#### Task prompt
Look below for the line with "Target: sun" and the line with "Target: pink artificial flower"; repeat exactly those two lines and all lines between them, but no pictures.
________
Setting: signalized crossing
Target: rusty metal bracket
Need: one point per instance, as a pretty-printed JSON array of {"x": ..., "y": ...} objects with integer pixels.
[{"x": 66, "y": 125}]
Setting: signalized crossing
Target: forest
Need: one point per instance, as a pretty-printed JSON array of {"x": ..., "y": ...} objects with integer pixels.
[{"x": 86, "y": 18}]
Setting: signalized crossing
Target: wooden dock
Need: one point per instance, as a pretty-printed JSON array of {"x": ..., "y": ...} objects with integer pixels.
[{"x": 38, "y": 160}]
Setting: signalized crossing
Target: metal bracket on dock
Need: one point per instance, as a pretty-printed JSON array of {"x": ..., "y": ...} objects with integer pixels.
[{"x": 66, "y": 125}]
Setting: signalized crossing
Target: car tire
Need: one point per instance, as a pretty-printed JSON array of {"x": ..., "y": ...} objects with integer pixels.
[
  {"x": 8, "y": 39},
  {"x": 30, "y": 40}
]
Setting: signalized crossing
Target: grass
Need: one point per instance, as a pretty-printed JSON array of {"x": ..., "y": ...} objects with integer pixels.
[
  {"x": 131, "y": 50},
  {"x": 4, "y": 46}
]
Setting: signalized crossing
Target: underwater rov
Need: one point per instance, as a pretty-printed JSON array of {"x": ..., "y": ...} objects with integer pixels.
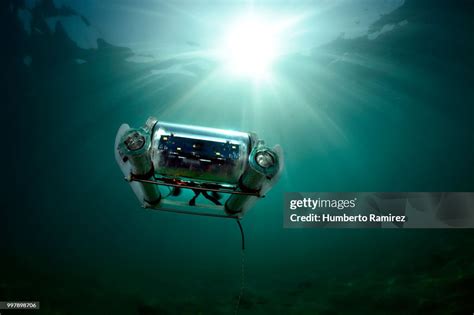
[{"x": 206, "y": 161}]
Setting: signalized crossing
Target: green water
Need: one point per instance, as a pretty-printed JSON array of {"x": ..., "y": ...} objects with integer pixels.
[{"x": 389, "y": 114}]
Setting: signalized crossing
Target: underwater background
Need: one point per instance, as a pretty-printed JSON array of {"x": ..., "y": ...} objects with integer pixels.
[{"x": 382, "y": 100}]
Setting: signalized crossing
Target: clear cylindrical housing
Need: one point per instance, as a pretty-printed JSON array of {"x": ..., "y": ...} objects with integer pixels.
[{"x": 199, "y": 153}]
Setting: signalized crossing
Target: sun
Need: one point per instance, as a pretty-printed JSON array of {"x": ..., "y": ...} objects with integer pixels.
[{"x": 250, "y": 47}]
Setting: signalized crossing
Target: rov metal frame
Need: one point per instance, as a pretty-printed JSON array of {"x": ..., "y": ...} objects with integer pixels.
[{"x": 169, "y": 182}]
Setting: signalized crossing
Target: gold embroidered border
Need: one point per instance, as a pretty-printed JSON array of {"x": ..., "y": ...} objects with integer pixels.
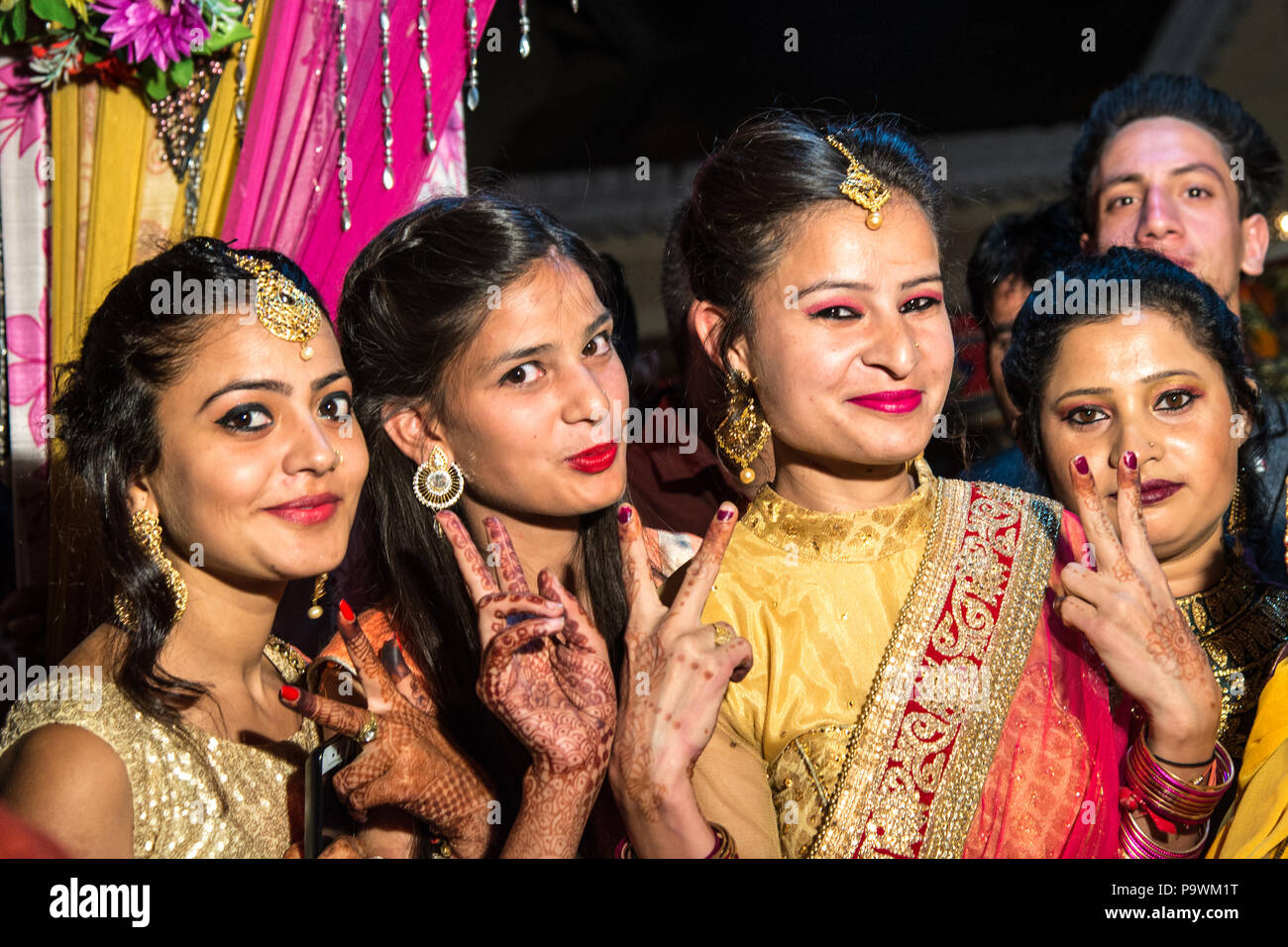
[
  {"x": 953, "y": 806},
  {"x": 866, "y": 784},
  {"x": 881, "y": 714}
]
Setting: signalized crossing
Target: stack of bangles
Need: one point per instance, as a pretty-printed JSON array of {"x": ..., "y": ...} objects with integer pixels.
[
  {"x": 724, "y": 845},
  {"x": 1172, "y": 804}
]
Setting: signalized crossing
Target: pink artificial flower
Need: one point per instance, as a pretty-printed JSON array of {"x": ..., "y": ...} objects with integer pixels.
[{"x": 162, "y": 30}]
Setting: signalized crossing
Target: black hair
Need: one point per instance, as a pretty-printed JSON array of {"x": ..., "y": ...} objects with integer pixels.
[
  {"x": 1194, "y": 101},
  {"x": 1166, "y": 287},
  {"x": 107, "y": 419},
  {"x": 1028, "y": 247},
  {"x": 751, "y": 192},
  {"x": 677, "y": 291},
  {"x": 412, "y": 302}
]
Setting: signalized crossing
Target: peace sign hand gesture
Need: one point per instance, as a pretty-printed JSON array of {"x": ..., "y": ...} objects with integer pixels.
[
  {"x": 406, "y": 762},
  {"x": 545, "y": 668},
  {"x": 1128, "y": 615},
  {"x": 674, "y": 680}
]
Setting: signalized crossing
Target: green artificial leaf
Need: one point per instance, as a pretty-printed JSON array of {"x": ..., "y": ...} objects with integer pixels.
[
  {"x": 180, "y": 73},
  {"x": 156, "y": 84},
  {"x": 226, "y": 39},
  {"x": 54, "y": 11}
]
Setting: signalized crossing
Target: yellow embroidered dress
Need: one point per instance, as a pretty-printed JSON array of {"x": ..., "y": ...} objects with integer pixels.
[
  {"x": 228, "y": 800},
  {"x": 911, "y": 694}
]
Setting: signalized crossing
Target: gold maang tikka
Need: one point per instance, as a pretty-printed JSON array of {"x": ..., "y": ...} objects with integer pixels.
[
  {"x": 283, "y": 308},
  {"x": 861, "y": 185}
]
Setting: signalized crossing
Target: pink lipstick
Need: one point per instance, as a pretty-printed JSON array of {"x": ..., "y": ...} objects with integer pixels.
[
  {"x": 894, "y": 402},
  {"x": 307, "y": 510},
  {"x": 595, "y": 460}
]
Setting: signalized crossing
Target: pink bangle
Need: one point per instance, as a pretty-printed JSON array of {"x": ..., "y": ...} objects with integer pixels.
[{"x": 1134, "y": 844}]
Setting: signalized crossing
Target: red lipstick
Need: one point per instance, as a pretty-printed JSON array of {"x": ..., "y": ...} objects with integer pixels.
[
  {"x": 1154, "y": 491},
  {"x": 894, "y": 402},
  {"x": 307, "y": 510},
  {"x": 595, "y": 460}
]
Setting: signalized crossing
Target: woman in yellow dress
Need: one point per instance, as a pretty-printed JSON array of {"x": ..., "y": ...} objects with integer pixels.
[
  {"x": 207, "y": 419},
  {"x": 922, "y": 684}
]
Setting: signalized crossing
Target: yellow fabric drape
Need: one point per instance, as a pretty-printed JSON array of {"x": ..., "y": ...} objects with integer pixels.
[
  {"x": 1257, "y": 826},
  {"x": 115, "y": 202}
]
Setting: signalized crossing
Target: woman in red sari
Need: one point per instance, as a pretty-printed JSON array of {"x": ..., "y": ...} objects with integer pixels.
[{"x": 930, "y": 655}]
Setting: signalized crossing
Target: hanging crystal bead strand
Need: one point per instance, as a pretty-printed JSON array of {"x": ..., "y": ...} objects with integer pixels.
[
  {"x": 386, "y": 97},
  {"x": 240, "y": 75},
  {"x": 423, "y": 27},
  {"x": 342, "y": 105},
  {"x": 472, "y": 25}
]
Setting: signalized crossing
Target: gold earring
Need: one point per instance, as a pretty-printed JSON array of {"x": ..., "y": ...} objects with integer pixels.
[
  {"x": 147, "y": 532},
  {"x": 437, "y": 483},
  {"x": 1237, "y": 517},
  {"x": 743, "y": 433},
  {"x": 318, "y": 589}
]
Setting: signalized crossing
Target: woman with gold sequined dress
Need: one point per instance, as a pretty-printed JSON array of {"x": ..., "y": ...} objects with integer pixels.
[
  {"x": 1171, "y": 380},
  {"x": 211, "y": 433},
  {"x": 927, "y": 652}
]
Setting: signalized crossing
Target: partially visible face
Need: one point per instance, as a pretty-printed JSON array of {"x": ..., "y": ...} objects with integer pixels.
[
  {"x": 249, "y": 457},
  {"x": 1005, "y": 303},
  {"x": 1166, "y": 184},
  {"x": 851, "y": 351},
  {"x": 1145, "y": 388},
  {"x": 539, "y": 397}
]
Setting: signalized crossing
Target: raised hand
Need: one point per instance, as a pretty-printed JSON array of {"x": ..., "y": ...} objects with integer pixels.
[
  {"x": 1128, "y": 615},
  {"x": 673, "y": 684},
  {"x": 410, "y": 763},
  {"x": 545, "y": 668}
]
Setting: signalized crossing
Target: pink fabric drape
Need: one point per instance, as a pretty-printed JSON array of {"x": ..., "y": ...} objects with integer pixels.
[
  {"x": 1052, "y": 787},
  {"x": 286, "y": 191}
]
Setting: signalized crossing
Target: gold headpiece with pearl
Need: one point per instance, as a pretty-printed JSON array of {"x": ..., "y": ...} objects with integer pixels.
[
  {"x": 283, "y": 308},
  {"x": 862, "y": 187}
]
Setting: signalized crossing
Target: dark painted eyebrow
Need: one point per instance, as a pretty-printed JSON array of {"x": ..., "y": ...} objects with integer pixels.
[
  {"x": 269, "y": 385},
  {"x": 1136, "y": 178},
  {"x": 524, "y": 355},
  {"x": 866, "y": 287},
  {"x": 1146, "y": 380}
]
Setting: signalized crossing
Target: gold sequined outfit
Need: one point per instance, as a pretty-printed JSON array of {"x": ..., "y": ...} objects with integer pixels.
[
  {"x": 233, "y": 800},
  {"x": 1241, "y": 622}
]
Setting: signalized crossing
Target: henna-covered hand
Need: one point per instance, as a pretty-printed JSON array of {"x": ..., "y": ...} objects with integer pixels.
________
#### Exercise response
Target: sun
Need: one point per instance, as a pretty-printed JSON array of {"x": ..., "y": ...} objects with integer pixels.
[{"x": 250, "y": 47}]
Setting: signalized crossing
Target: rov metal frame
Need: one point per instance, as a pretty-printed JSON array of {"x": ..., "y": ...} objects with integer pixels.
[{"x": 169, "y": 182}]
Setting: signalized crossing
Target: gold embroidered border
Need: one point per instance, as a pretty-printed JSON array of {"x": ..., "y": ...} objects with integer pixels.
[
  {"x": 953, "y": 806},
  {"x": 866, "y": 784},
  {"x": 881, "y": 714}
]
Setting: signalized crossing
Target: stack of bangles
Need: one point per instance, as a pretty-printed JSON array of {"x": ..., "y": ...} objects with integer pixels.
[
  {"x": 724, "y": 845},
  {"x": 1172, "y": 804}
]
Setting: signalized crossing
Target: pink artificial flower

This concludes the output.